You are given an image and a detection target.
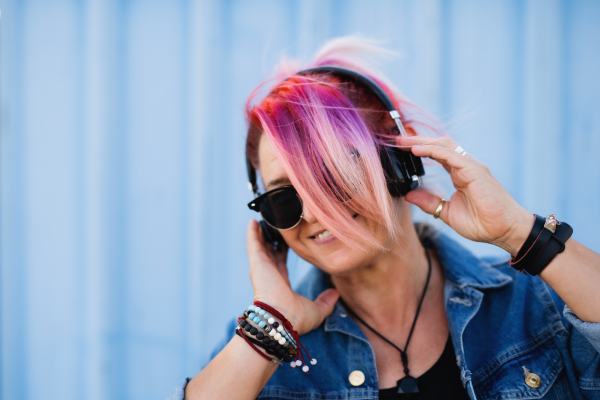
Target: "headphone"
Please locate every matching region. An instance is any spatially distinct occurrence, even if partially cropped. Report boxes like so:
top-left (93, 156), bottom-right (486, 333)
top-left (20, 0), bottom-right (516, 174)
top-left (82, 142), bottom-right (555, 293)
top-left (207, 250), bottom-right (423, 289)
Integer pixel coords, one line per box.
top-left (246, 66), bottom-right (425, 251)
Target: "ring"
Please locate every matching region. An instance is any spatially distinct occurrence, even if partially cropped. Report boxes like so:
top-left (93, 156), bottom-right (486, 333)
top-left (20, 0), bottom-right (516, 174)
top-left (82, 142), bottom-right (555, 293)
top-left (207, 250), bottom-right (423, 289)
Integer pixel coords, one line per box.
top-left (454, 146), bottom-right (467, 157)
top-left (433, 199), bottom-right (448, 219)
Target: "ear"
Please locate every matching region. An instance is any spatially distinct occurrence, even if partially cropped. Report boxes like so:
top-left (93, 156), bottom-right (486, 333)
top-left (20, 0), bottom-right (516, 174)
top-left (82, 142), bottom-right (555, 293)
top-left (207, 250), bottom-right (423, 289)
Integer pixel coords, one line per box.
top-left (404, 125), bottom-right (417, 136)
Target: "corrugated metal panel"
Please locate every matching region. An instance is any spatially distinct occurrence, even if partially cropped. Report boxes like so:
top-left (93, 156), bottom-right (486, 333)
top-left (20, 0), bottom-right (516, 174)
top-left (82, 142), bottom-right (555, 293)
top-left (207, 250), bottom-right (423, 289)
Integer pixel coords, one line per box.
top-left (0, 0), bottom-right (600, 400)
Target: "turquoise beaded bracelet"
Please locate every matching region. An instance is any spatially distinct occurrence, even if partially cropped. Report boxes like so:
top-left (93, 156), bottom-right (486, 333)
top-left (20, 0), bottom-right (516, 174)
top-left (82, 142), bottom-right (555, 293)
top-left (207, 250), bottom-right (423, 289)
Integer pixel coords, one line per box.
top-left (245, 305), bottom-right (297, 348)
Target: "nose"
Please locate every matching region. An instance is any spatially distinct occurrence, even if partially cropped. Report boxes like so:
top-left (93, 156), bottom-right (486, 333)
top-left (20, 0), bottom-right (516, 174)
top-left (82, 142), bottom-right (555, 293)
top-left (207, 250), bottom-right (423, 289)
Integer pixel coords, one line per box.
top-left (302, 202), bottom-right (319, 224)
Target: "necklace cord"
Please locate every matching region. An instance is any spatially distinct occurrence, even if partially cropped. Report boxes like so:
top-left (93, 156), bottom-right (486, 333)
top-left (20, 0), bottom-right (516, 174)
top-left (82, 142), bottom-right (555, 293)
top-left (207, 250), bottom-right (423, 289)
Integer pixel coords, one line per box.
top-left (340, 247), bottom-right (431, 375)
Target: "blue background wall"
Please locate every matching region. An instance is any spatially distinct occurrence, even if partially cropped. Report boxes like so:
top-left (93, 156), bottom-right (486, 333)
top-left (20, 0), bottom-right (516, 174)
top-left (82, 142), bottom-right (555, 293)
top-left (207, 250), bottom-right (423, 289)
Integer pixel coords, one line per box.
top-left (0, 0), bottom-right (600, 400)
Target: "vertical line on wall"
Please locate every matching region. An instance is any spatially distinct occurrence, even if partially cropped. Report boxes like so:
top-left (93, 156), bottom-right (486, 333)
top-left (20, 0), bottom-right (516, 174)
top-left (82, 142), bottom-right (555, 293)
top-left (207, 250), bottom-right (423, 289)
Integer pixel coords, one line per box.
top-left (107, 0), bottom-right (130, 399)
top-left (440, 0), bottom-right (452, 119)
top-left (508, 0), bottom-right (527, 204)
top-left (179, 0), bottom-right (195, 372)
top-left (557, 0), bottom-right (573, 220)
top-left (73, 0), bottom-right (87, 399)
top-left (0, 0), bottom-right (29, 399)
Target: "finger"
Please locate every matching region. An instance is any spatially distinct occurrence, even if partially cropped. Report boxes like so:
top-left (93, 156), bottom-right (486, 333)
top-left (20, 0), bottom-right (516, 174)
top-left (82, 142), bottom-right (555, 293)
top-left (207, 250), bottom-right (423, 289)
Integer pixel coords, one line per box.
top-left (404, 189), bottom-right (450, 222)
top-left (313, 289), bottom-right (340, 327)
top-left (396, 136), bottom-right (458, 150)
top-left (411, 145), bottom-right (474, 168)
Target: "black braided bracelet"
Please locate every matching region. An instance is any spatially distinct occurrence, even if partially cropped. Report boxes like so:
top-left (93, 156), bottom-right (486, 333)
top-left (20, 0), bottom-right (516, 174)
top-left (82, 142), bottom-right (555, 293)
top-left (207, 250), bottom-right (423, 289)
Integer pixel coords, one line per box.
top-left (235, 327), bottom-right (292, 363)
top-left (509, 214), bottom-right (573, 276)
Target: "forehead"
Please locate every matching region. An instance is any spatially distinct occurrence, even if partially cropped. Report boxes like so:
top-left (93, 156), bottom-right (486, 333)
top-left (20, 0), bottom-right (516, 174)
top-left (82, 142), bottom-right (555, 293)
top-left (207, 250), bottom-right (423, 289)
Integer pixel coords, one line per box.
top-left (258, 133), bottom-right (289, 190)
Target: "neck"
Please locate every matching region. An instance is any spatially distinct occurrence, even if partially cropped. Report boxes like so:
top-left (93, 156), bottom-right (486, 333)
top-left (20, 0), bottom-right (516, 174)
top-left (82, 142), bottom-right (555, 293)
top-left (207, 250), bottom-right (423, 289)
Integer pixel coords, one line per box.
top-left (331, 205), bottom-right (428, 330)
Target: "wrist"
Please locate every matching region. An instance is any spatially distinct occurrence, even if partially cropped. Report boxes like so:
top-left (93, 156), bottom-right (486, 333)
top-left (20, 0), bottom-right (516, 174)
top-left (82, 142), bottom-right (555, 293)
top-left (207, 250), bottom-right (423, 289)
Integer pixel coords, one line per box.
top-left (495, 208), bottom-right (535, 257)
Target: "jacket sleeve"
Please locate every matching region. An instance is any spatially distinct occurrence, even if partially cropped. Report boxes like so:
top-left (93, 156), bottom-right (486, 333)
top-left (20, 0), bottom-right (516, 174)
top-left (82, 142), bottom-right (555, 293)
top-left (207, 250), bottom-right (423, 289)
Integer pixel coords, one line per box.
top-left (563, 305), bottom-right (600, 353)
top-left (546, 285), bottom-right (600, 399)
top-left (167, 319), bottom-right (237, 400)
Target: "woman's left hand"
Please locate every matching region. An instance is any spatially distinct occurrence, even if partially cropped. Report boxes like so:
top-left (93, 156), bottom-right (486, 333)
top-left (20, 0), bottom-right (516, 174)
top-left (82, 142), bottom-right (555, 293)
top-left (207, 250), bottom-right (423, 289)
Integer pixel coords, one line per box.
top-left (396, 136), bottom-right (534, 255)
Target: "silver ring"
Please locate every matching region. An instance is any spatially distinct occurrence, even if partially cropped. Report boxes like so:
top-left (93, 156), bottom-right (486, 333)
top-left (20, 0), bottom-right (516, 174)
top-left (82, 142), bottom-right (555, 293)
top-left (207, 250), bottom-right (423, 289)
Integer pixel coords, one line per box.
top-left (454, 146), bottom-right (467, 157)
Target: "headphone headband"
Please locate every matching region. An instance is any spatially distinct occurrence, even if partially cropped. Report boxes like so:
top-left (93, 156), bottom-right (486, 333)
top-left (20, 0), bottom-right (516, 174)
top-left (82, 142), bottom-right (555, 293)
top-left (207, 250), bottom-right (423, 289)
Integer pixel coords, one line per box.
top-left (246, 65), bottom-right (414, 194)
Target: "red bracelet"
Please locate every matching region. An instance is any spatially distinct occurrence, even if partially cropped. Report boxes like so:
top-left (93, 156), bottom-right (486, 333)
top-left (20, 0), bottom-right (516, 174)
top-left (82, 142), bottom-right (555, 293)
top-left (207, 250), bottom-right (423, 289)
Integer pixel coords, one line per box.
top-left (254, 301), bottom-right (317, 374)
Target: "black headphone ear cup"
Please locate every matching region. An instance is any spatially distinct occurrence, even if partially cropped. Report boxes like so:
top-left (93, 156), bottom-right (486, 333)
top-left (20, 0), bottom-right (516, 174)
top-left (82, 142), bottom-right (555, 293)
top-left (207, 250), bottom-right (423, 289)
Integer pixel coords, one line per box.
top-left (379, 146), bottom-right (425, 197)
top-left (258, 219), bottom-right (287, 251)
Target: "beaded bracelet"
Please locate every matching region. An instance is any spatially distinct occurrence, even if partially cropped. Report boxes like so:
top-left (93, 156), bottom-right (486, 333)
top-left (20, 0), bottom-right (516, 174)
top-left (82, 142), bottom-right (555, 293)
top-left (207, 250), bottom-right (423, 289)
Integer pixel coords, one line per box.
top-left (244, 306), bottom-right (297, 348)
top-left (236, 301), bottom-right (317, 374)
top-left (254, 301), bottom-right (317, 374)
top-left (235, 326), bottom-right (292, 362)
top-left (238, 317), bottom-right (296, 356)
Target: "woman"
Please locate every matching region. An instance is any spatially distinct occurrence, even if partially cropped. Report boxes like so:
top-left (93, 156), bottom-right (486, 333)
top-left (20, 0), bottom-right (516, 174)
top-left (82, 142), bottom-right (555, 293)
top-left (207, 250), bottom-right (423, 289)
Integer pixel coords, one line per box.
top-left (172, 40), bottom-right (600, 399)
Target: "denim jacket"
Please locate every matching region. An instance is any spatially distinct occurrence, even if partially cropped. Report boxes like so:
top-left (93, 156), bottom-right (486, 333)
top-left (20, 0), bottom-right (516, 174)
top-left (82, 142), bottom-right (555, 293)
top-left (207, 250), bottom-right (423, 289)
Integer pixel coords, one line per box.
top-left (169, 234), bottom-right (600, 400)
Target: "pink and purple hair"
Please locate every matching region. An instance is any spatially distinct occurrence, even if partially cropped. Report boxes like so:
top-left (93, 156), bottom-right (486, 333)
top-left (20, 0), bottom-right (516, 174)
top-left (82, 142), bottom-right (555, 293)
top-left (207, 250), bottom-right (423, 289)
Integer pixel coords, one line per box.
top-left (246, 38), bottom-right (442, 250)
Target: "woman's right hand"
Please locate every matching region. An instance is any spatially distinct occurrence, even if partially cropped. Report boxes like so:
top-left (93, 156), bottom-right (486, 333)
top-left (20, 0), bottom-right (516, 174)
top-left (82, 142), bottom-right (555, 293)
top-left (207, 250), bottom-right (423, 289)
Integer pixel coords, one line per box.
top-left (247, 220), bottom-right (339, 335)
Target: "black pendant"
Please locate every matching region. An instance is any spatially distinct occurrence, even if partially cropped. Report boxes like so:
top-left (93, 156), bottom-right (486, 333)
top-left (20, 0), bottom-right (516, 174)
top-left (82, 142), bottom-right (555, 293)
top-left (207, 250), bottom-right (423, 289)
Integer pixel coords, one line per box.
top-left (398, 375), bottom-right (419, 399)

▸ **TASK BRIEF**:
Rewrite the records from the start through the line containing "top-left (246, 66), bottom-right (425, 251)" as a Markdown table with the columns Row and Line, one numbered row per line, skipping blank lines. Leave the pictures out.

▸ **REPLY TO THE TASK**:
| Row | Line |
|---|---|
| 1 | You are given an image and a detection target. |
| 2 | Target: "headphone" |
| 3 | Please locate every matching region. An instance is any spatially distinct occurrence, even if partially cropped. Report boxes like so: |
| 4 | top-left (93, 156), bottom-right (486, 333) |
| 5 | top-left (20, 0), bottom-right (516, 174) |
| 6 | top-left (82, 142), bottom-right (555, 293) |
| 7 | top-left (207, 250), bottom-right (423, 289) |
| 8 | Integer pixel coords, one line per box. |
| 9 | top-left (246, 66), bottom-right (425, 251) |